DESCRIPTION OF THE TASK:
Rewrite the passage about Govan Mbeki, starting with "Govan Mbeki had" and going on through "the guerrilla leadership.", with "nabbed" changed to "arrested".

PROVIDED TEXT:
= = =

After his store was wrecked by a tornado, he found a job in Ladysmith, Natal, but was once again sacked for trying to organise coal miners who worked nearby. In defiance of a house arrest order, he went underground.

Govan Mbeki had become leader of the ANC in the Eastern Cape and, in 1956, its national chairman. After his detention during the state of emergency that followed the shootings at Sharpeville on March 21st, 1960, he joined the Communist Party. With all avenues to peaceful protest closed down, the ANC leadership started planning the armed struggle. Govan Mbeki became a member of the high command of the liberation army, Umkhonto-we-Sizwe (spear of the nation). But in July 1962, the police raided Liliesleaf Farm in Rivonia, outside Johannesburg, and nabbed the cream of the guerrilla leadership.

The Rivonia trial, with Nelson Mandela's defiant speech, was a dramatic courtroom moment. But behind the scenes a more personal drama was being enacted. After their conviction, the trialists agreed there would be no appeal, despite the doubts of their lawyers, who feared that Mandela, Sisulu, Govan Mbeki and Dennis Goldberg would hang. Joel Joffe, their attorney, recalls his clients, "calm, living in the shadow of death ... the strain almost unbearable, yet the only matter they wanted to discuss was how they should behave in court if the death sentence was passed". Against the odds, it wasn't.

= = =

DATA SUPPLIED:
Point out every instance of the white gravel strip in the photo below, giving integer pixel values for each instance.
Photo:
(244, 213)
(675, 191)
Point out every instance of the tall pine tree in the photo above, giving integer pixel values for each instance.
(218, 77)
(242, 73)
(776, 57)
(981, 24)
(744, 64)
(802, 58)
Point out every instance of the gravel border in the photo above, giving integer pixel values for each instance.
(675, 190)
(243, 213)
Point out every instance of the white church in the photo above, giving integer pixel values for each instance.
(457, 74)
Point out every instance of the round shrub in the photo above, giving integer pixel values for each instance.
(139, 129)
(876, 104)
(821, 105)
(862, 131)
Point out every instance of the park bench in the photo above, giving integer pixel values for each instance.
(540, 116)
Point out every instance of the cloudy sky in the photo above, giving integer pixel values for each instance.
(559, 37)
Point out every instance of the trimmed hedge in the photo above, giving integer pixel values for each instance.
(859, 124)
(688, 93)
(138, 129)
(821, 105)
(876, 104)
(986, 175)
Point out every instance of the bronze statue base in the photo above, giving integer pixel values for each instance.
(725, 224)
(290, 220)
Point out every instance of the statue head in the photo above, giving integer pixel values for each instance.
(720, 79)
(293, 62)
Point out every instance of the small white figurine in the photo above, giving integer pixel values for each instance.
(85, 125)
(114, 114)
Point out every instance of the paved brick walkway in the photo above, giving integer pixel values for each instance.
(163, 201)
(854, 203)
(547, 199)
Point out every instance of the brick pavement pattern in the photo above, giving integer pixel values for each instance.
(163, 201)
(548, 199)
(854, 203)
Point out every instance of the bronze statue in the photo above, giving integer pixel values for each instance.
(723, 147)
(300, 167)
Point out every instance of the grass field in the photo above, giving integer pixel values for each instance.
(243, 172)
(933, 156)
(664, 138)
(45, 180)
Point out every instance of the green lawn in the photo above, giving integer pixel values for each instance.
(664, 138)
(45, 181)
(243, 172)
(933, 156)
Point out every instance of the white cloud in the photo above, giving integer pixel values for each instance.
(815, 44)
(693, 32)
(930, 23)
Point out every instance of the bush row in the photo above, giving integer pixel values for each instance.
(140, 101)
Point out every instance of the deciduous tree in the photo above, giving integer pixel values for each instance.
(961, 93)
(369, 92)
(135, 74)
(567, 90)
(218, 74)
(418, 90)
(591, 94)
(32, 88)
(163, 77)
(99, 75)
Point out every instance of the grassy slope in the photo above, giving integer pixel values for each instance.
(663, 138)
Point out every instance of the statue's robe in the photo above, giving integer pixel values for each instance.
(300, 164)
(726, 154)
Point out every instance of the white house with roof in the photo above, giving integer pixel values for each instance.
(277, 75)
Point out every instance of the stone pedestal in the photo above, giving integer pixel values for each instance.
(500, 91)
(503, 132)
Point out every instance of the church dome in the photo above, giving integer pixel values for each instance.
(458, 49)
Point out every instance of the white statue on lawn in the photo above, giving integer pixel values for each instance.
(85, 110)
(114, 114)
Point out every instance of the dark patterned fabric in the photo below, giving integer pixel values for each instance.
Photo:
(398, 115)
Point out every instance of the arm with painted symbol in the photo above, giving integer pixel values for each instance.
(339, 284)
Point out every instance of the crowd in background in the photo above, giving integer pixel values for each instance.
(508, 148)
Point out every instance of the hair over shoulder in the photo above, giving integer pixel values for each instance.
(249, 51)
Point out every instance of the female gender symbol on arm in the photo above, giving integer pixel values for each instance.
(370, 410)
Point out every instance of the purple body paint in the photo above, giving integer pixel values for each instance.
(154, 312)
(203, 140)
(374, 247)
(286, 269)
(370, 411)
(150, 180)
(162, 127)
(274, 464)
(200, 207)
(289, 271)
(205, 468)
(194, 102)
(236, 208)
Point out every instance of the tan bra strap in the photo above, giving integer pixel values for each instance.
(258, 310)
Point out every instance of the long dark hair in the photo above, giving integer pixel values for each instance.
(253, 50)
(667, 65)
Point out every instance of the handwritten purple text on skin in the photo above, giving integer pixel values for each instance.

= = =

TASK SOLUTION:
Govan Mbeki had become leader of the ANC in the Eastern Cape and, in 1956, its national chairman. After his detention during the state of emergency that followed the shootings at Sharpeville on March 21st, 1960, he joined the Communist Party. With all avenues to peaceful protest closed down, the ANC leadership started planning the armed struggle. Govan Mbeki became a member of the high command of the liberation army, Umkhonto-we-Sizwe (spear of the nation). But in July 1962, the police raided Liliesleaf Farm in Rivonia, outside Johannesburg, and arrested the cream of the guerrilla leadership.